=== TASK PROMPT ===
Extract each line of the data below that contains the word "logo".

=== GIVEN DATA ===
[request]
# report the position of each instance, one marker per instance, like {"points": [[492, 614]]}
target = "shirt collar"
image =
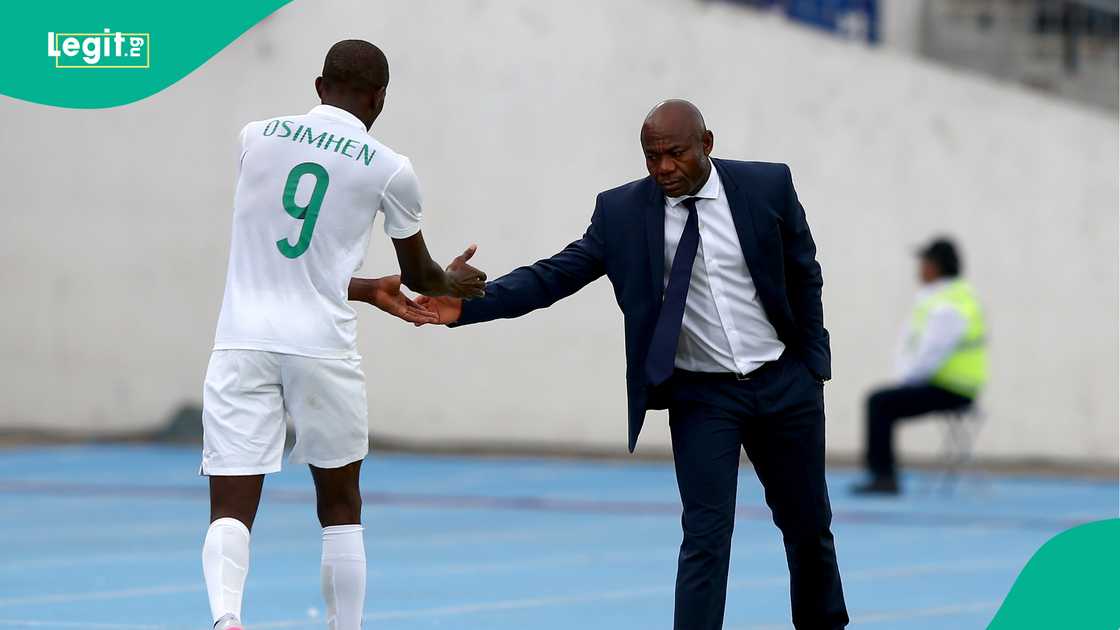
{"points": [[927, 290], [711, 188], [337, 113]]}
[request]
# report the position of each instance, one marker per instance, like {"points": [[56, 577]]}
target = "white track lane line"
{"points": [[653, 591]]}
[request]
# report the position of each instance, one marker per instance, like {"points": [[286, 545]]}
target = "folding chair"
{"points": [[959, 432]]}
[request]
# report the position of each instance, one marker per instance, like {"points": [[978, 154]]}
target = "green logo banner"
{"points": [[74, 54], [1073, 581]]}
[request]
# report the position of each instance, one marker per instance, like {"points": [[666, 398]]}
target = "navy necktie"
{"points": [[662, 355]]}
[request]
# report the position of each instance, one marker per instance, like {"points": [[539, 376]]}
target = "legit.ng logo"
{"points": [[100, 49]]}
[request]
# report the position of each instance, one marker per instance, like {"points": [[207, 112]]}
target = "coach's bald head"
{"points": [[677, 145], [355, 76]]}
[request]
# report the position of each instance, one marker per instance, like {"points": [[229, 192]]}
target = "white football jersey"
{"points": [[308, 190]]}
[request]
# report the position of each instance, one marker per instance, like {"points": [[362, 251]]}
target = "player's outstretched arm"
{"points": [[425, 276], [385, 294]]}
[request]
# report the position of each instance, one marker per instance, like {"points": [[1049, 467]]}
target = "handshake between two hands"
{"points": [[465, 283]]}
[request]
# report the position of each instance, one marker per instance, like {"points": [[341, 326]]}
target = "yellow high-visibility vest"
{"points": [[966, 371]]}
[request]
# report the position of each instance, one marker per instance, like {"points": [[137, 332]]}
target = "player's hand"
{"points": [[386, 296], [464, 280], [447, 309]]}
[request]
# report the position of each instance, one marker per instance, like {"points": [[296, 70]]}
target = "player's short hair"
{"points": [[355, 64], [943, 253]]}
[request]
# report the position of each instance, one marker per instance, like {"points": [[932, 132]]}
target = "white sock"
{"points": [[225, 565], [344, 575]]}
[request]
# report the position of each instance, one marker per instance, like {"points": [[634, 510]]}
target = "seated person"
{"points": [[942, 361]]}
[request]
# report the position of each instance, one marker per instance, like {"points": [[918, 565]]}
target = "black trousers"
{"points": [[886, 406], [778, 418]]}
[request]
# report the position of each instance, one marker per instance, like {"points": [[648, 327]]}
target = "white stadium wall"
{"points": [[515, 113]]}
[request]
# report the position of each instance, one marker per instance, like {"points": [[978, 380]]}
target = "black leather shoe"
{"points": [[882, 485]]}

=== WRITTEN RESPONSE ===
target = "green logo banner"
target = "legit.ng logo"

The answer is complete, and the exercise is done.